### AIM
Copy out the final stretch of the listing: the line that contains "the form (281,276)." and all lines after it, exactly as they appear.
*-*-*
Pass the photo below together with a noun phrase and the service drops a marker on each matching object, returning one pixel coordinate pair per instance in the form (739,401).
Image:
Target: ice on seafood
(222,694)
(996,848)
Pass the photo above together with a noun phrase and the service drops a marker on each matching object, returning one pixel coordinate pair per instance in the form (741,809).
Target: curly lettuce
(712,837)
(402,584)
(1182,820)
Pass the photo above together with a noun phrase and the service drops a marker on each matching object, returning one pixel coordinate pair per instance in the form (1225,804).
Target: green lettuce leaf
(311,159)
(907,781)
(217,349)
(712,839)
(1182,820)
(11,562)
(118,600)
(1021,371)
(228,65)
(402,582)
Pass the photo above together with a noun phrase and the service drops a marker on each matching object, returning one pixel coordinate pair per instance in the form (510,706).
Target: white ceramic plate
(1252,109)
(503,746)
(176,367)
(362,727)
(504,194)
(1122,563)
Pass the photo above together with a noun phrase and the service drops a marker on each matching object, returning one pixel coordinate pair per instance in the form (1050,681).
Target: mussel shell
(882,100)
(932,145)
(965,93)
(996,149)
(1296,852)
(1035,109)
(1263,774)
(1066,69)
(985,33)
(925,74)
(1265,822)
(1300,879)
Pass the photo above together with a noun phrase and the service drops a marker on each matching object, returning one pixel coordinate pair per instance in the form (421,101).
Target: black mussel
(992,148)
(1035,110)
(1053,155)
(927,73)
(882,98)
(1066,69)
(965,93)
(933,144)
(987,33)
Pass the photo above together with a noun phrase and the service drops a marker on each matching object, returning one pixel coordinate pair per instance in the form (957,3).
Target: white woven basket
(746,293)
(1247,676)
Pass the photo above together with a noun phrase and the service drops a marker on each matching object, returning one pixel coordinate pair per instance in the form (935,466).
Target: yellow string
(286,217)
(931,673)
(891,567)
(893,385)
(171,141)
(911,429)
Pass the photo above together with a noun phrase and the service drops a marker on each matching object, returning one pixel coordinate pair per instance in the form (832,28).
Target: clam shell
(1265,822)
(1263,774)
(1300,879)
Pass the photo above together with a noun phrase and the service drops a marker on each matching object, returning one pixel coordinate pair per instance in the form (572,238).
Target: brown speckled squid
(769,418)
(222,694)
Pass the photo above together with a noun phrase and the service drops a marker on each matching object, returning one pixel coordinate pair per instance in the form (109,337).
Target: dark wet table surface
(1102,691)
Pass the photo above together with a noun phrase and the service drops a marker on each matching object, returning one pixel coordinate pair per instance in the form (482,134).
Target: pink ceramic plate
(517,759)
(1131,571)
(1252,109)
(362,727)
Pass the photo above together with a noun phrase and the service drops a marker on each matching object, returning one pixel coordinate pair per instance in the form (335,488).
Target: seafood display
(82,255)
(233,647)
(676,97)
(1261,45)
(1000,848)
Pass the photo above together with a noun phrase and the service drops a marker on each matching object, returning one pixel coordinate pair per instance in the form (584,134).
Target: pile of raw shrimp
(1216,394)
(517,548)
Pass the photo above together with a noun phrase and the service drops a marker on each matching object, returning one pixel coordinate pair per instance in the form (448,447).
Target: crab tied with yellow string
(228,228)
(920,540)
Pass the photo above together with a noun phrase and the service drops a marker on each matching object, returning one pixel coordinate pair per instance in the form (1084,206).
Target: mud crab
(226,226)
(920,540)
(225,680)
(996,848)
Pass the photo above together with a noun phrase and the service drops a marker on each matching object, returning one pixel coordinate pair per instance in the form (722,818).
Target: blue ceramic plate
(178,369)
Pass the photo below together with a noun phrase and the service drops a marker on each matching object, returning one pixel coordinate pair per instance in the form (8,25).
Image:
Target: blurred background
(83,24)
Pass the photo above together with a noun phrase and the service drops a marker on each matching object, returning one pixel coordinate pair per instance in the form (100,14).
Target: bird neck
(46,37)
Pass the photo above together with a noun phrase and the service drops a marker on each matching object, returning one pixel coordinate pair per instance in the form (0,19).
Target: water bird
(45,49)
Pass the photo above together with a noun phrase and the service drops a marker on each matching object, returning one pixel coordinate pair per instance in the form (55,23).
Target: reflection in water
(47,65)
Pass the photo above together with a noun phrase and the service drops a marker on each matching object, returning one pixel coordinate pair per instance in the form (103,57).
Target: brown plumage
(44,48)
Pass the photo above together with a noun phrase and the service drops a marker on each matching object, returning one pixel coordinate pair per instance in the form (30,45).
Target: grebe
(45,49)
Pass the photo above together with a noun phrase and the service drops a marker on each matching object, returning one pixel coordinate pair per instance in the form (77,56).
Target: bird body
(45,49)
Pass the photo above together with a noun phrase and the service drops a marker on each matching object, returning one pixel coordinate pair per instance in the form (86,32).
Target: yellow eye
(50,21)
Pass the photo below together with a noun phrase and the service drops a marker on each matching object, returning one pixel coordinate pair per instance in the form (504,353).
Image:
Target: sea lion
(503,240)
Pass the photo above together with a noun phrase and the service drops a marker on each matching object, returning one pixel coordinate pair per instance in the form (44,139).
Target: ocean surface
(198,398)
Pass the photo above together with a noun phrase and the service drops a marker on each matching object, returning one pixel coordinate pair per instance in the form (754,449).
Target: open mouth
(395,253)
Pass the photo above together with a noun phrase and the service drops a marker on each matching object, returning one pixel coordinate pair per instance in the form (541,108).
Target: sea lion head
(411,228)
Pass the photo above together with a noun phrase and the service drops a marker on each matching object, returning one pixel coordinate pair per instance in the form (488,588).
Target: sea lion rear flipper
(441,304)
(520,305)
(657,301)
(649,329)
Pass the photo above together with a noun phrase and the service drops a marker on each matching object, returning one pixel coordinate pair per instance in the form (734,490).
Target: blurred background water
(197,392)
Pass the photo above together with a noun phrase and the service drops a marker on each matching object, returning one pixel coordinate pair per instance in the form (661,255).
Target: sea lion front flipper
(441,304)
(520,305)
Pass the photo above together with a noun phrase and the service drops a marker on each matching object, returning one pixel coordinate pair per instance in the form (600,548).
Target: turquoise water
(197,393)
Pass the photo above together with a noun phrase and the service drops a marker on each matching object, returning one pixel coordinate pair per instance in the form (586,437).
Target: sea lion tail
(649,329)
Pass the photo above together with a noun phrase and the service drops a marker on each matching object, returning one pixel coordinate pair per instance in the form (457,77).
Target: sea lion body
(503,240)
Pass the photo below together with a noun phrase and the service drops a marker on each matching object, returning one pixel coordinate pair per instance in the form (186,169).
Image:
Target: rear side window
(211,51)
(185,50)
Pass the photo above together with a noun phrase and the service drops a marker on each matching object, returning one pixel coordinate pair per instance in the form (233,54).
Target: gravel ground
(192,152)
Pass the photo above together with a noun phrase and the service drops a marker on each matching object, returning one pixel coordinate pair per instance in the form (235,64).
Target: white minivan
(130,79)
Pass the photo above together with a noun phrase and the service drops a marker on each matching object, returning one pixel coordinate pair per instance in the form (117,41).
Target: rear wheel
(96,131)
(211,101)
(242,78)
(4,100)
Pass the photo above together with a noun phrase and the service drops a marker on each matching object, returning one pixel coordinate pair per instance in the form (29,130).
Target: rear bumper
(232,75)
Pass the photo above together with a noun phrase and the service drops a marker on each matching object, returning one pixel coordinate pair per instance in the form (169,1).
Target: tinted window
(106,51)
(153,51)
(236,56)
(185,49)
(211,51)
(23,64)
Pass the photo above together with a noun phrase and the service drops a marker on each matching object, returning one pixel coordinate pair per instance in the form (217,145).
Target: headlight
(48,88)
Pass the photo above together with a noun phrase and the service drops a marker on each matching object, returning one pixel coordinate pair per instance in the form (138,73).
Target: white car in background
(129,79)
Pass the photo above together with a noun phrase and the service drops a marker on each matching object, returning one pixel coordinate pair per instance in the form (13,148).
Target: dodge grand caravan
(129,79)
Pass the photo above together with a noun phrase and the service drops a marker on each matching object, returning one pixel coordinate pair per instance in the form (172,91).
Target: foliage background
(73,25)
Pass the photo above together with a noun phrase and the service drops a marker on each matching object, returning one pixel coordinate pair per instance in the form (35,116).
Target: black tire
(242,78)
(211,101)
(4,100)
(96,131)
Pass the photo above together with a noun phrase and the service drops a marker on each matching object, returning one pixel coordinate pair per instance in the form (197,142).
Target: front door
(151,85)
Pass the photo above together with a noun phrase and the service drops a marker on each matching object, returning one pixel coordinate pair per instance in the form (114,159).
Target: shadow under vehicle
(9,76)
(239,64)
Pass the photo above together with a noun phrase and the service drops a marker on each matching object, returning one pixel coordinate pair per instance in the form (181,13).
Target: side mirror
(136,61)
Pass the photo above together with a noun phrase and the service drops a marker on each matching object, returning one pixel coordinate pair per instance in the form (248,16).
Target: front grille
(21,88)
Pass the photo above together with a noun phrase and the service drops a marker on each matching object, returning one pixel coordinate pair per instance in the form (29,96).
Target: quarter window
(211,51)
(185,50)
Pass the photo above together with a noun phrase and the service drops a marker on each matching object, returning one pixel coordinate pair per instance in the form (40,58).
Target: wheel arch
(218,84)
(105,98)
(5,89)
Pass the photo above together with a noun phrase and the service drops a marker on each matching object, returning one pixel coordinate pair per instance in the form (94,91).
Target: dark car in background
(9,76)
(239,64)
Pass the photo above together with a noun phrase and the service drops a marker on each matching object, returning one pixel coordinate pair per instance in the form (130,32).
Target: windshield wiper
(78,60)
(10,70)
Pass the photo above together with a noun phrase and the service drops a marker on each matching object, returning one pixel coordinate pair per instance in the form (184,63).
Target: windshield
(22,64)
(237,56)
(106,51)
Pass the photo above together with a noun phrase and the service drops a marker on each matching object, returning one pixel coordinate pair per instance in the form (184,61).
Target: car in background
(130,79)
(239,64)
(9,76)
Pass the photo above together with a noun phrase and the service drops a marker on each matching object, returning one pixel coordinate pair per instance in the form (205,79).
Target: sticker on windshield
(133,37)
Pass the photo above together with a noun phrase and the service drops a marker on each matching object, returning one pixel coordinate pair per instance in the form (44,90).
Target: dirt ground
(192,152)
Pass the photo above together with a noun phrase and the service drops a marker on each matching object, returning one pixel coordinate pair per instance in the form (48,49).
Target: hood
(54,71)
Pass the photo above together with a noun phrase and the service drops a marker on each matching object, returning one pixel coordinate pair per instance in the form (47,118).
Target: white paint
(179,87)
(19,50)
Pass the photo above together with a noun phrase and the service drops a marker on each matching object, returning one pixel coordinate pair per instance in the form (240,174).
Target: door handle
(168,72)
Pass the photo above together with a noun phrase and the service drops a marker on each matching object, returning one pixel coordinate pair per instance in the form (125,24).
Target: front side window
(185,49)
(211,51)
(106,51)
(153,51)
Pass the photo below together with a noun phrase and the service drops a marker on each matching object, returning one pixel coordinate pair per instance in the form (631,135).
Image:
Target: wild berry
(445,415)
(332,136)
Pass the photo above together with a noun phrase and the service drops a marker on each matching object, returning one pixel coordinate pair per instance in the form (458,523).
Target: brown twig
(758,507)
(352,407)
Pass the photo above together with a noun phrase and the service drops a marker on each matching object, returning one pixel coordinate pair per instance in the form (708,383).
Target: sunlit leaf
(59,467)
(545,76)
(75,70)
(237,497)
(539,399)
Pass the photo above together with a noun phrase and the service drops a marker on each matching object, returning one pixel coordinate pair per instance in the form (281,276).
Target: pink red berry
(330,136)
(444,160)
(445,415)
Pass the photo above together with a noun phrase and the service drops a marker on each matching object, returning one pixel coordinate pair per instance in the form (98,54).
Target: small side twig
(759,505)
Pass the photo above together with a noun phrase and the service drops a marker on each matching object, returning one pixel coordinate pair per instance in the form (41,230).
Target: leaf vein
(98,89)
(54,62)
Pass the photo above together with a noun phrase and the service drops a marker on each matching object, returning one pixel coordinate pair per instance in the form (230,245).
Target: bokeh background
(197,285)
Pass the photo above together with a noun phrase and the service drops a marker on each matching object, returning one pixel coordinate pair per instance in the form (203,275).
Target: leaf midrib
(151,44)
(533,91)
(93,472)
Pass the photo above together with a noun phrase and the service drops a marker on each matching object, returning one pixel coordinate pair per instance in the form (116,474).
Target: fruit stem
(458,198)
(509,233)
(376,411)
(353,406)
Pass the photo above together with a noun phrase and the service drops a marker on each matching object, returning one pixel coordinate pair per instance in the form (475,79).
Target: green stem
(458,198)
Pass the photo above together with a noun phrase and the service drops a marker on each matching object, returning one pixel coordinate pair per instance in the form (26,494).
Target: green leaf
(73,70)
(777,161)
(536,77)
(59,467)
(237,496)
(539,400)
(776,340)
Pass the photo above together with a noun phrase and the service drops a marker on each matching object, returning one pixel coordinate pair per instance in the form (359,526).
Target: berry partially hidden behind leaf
*-*-*
### THE COMPLETED TASK
Pass the photo above together with a noun phrase and the service drops a marker on each matching object, returning one pixel coordinate pair per instance in the form (281,276).
Target: pink red berry
(330,136)
(444,160)
(445,415)
Pass the photo above together with a noun phrase and the service drops a marker on each matching object, returning one pixel coordinate pair per instance in the form (98,54).
Target: small side twig
(759,505)
Pass the photo above together with a noun phrase and the service drops a marker on each matching object, returning one pixel coordinate pair per instance in the form (41,230).
Target: leaf vein
(98,89)
(54,62)
Pass the photo above together with a noun phrase and the service drops a marker on each matching object, returning one pixel coordinate pair per instance in the form (230,245).
Target: bokeh background
(197,285)
Pass the photo above together with a noun phrase and the service drops a marker on each matching object, returning one pixel coordinate pair per instance in the form (203,275).
Target: leaf midrib
(151,44)
(533,91)
(93,472)
Pass the photo above together with a noun phrase and the service drops a marker on each matching object, returning one pixel coordinate pair per instance in the form (116,474).
Target: fruit stem
(458,198)
(509,233)
(376,411)
(353,406)
Pass the photo above together with a noun phrase and the service drops a marker on each matching object, returning one pixel coordinate pair per instance in the form (475,79).
Target: green stem
(458,198)
Pass the photo above together with a noun phrase and the service drops a marker on each matching object, returning one pixel coordinate pair per instance in the form (26,494).
Target: green leaf
(73,70)
(777,161)
(536,77)
(59,467)
(237,496)
(539,400)
(776,340)
Pass the photo above together with a noun phrase and the service drops a marker on each matching object, returning one pixel coordinate pair per instance in the form (359,526).
Target: berry partially hidden behind leaf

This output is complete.